- **What to do**:
[A] In the passage on social circles, value, and loneliness, what does the writer name as a big factor of their loneliness?
[B] Pick up the passage on social circles, value, and loneliness after its last sentence and keep writing it.

- **Provided passage**:
◆ ◆ ◆ ◆ ◆ ◆ ◆

To me social circles are to be "located and infiltrated" and sadly I have been unsuccesful at both. How do I find social circles? How do I get into one? What do normal average people do?


What is value?

A concept within Game and the whole community that is mentioned a lot is "value". It is being said that you have to "bring value" or "give value" or "have value". However nobody seems to be defining what this "value" precisely is. As if everybody naturally understand what is value and what it is not.

Problem is that I have no idea what value is. I understand that money or a skill can be valuable. But outside that my brain hits a blank.

How do you "have", "bring" or "give" value? What is it?


How to not be a loner or lonewolf?

I have always been alone. This can mean many things. It can mean I just feel alone. Or that I only connect with a few people. Or that I am actually alone. There are many variations of being alone or feeling alone and most people be alone at one time or another.

The big question is; how to not be alone? How to not be a loner or lonewolf?

First there is the feeling of being alone. For me a big factor of my loneliness is that I cannot afford to be honest. I cannot tell people too many truths about myself or expose any "deeper" of my feelings.

◆ ◆ ◆ ◆ ◆ ◆ ◆

- **Data excerpt**:
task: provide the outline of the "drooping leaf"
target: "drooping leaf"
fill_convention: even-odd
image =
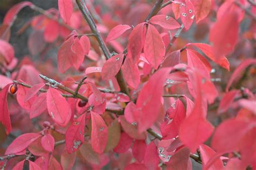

◆ ◆ ◆ ◆ ◆ ◆ ◆

- **Your responses**:
[A] Not being able to afford to be honest.

[B]
Inside of me their is so much anger, frustration, distrust, bad expierence, insecurity, lack of self confidence, hate and fear that the moment I open my mouth people be scared away. For example I cannot talk about family or childhood without visible getting angry and shaking from the adrenaline rush. Like a soldier having flashbacks.

My expierence with people in general has been a negative one. For me it has always been difficult to "connect", espeically in any personal way. This again is amplified when it comes to girls. There is nothing to "show" or "give" to a girl besides negatives. Nothing to "connect" about at a personal level. Almost everything I show is fake.

How does one become a more "normal" person?

Last words:

It took me 3 days to construct this post and I am still not happy. As I said earlier; I am a seriously fucked up guy trying to survive on this piece of shit rock called a planet. I feel like an alien from another planet trying to make sense of these strange beings called "humans". I am looking for any useful advice on how to be a little bit more normal and less fucked up.

Only three ways to do something: "The right way. The wrong way. Or my way. Obviously my way is best."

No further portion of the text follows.